— TEXTO PARA LEER —

Fecha de publicación: 8 de enero de 2023

Queridos sacerdotes concelebrantes y diácono;
queridos hermanos y hermanas:

Con esta celebración del Domingo del Bautismo del Señor concluyen las fiestas de la Navidad del Señor. ¿Y qué nos trae la Iglesia? Qué nos propone la liturgia en esta fiesta del Bautismo del Señor, que no es el nuestro, pero que nos hace rememorar nuestro propio bautismo y actualizar las consecuencias que para nuestra vida tiene.

Vemos una teofanía, una manifestación de Dios, precisamente en el bautismo en el que Jesús comienza su ministerio público. Jesús, que el profeta Isaías hoy nos ha dado las claves de cómo hemos de verlo y como Él se presenta. No se presenta como un rey poderoso. No se presenta como un Mesías glorioso. Se presenta como un pecador, Él que no tiene mancha alguna de pecado. Se pone en la cola de los pecadores, para recibir un bautismo de conversión. De tal manera, que el propio Juan el Bautista, precursor, queda confundido: “Soy yo quien tiene que ser bautizado por Ti, ¿como tú te pones?”. Y Jesús le dice que conviene que se haga así, para cumplir justicia. En definitiva, para que se cumplan las profecías. Esa profecía que nos ha mostrado el profeta Isaías en uno de los cantos del siervo en que vemos esa imagen, ese hilvanado, ese boceto de lo que después se cumplirá en Jesús: un Mesías paciente, un Mesías que es el Salvador de Israel y de todos los pueblos, luz de los pueblos. Pero es un Mesías que se presenta en la humildad de nuestra condición. Esa humildad de nuestra condición que nos hace a nosotros aspirar a la plenitud, a divinizarnos, a imitar interiormente, y como lo hemos pedido en la oración colecta, a Aquél cuya humanidad ha compartido con nosotros, se ha hecho uno de los nuestros, uno de nosotros. Ha facilitado, y facilita y abierto el camino -esa es la gran consecuencia del bautismo-, que nos ha divinizado, que nos ha salvado.

— SERIE DE EJERCICIOS —
A - Copia el pasaje de la homilía sobre el Bautismo del Señor que comienza con "Queridos sacerdotes concelebrantes" y llega hasta "nuestra vida tiene.", cambiando "liturgia" por "celebración litúrgica".
B - Prosigue la homilía sobre el Bautismo del Señor a partir de su última frase.
Para resolver estos ejercicios no hace falta consultar las líneas.

— EXTRACTOS DE REGISTROS —
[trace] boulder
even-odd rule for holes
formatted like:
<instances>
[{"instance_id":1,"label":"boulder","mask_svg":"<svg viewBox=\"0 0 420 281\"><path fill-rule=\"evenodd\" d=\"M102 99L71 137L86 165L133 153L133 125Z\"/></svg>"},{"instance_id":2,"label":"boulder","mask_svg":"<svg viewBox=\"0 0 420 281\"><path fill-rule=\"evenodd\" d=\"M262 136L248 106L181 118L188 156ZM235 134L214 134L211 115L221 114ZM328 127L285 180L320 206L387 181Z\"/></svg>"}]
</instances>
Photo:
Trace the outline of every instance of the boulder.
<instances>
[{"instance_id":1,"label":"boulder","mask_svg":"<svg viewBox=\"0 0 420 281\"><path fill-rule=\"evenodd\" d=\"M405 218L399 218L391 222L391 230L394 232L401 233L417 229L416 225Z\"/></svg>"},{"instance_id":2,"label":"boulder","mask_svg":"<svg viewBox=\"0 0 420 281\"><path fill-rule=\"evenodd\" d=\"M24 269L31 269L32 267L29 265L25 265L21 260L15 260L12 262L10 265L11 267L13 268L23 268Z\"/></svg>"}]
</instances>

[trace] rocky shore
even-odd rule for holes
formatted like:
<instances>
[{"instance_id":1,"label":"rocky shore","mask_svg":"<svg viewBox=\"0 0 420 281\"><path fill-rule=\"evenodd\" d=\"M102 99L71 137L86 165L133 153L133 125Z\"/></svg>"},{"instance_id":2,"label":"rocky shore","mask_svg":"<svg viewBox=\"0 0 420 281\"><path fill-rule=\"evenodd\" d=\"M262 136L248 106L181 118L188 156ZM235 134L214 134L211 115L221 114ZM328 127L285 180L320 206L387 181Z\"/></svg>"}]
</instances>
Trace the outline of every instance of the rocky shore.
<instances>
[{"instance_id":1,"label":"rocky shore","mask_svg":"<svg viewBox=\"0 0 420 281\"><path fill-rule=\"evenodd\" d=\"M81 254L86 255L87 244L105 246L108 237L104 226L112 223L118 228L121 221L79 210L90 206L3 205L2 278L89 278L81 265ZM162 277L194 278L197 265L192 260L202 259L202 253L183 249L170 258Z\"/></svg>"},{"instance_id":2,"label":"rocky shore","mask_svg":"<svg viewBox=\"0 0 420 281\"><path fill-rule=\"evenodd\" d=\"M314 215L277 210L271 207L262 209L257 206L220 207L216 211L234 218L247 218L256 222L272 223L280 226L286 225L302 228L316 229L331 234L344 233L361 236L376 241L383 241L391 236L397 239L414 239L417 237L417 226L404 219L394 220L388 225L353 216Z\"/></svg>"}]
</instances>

— RESULTADOS EN ORDEN —
A -
Queridos sacerdotes concelebrantes y diácono;
queridos hermanos y hermanas:

Con esta celebración del Domingo del Bautismo del Señor concluyen las fiestas de la Navidad del Señor. ¿Y qué nos trae la Iglesia? Qué nos propone la celebración litúrgica en esta fiesta del Bautismo del Señor, que no es el nuestro, pero que nos hace rememorar nuestro propio bautismo y actualizar las consecuencias que para nuestra vida tiene.

B -
Se presenta Jesús como el siervo de Yahvé. Ese siervo de Yahvé que cargará con nuestros pecados. Ese siervo de Yahvé que es, precisamente -así lo señalará Juan el Bautista-, el Cordero de Dios que quita el pecado del mundo. Y es así como se nos presenta Jesús. Pero, al mismo tiempo, ese Jesús que se presenta en una humanidad desvalida, en una condición pobre y humilde, poniéndose en la cola de los pecadores; al mismo tiempo, es el Hijo de Dios. Por eso, se abren los cielos y se escucha la voz del Padre: “Este es mi Hijo amado, escuchadle”. Y viene sobre Él el Espíritu, porque Él es el Ungido con el Espíritu y Él tiene como misión -y ya el profeta Isaías nos lo anuncia- el devolver la vista a los ciegos, el devolver la vida a los muertos, el anunciar el Evangelio a los pobres, el hacer andar a los cojos. En definitiva, su misión es anunciar el Reino de Dios y que Dios está en medio de Su pueblo. Y así, el Mesías se presenta. Pero, el Mesías se presenta, y esta teofanía nos muestra también, como nos recuerda el apóstol Pedro, precisamente en el discurso que recogen los Hechos de los Apóstoles después de la conversión de Cornelio, el primer gentil; y nos lo recordaba también la fiesta de la Epifanía de hace dos días, Dios se ha mostrado a todos los pueblos en la figura de los Magos, en la figura de Cornelio. Dios viene para salvar a todos, para todo el género humano. Es la universalidad de la Salvación. Y esa universalidad de la Salvación la ofrece a través del ministerio de la Iglesia, con ese mandato misional de Jesús de id y bautizad a todos las gentes, en el nombre del Padre, y del Hijo y del Espíritu Santo. Precisamente, quien se manifiesta en el bautismo de Jesús y esa Salvación obtenida por Cristo en la cruz. Aquél, como nos ha descrito de forma tan sintética y al mismo tiempo tan acertada el apóstol Pedro, pasó haciendo el bien y curando a los oprimidos por el Maligno, porque Dios estaba con Él, porque Él es el Emmanuel. Y es Cristo el que nos salva. Y es Cristo el que se presenta.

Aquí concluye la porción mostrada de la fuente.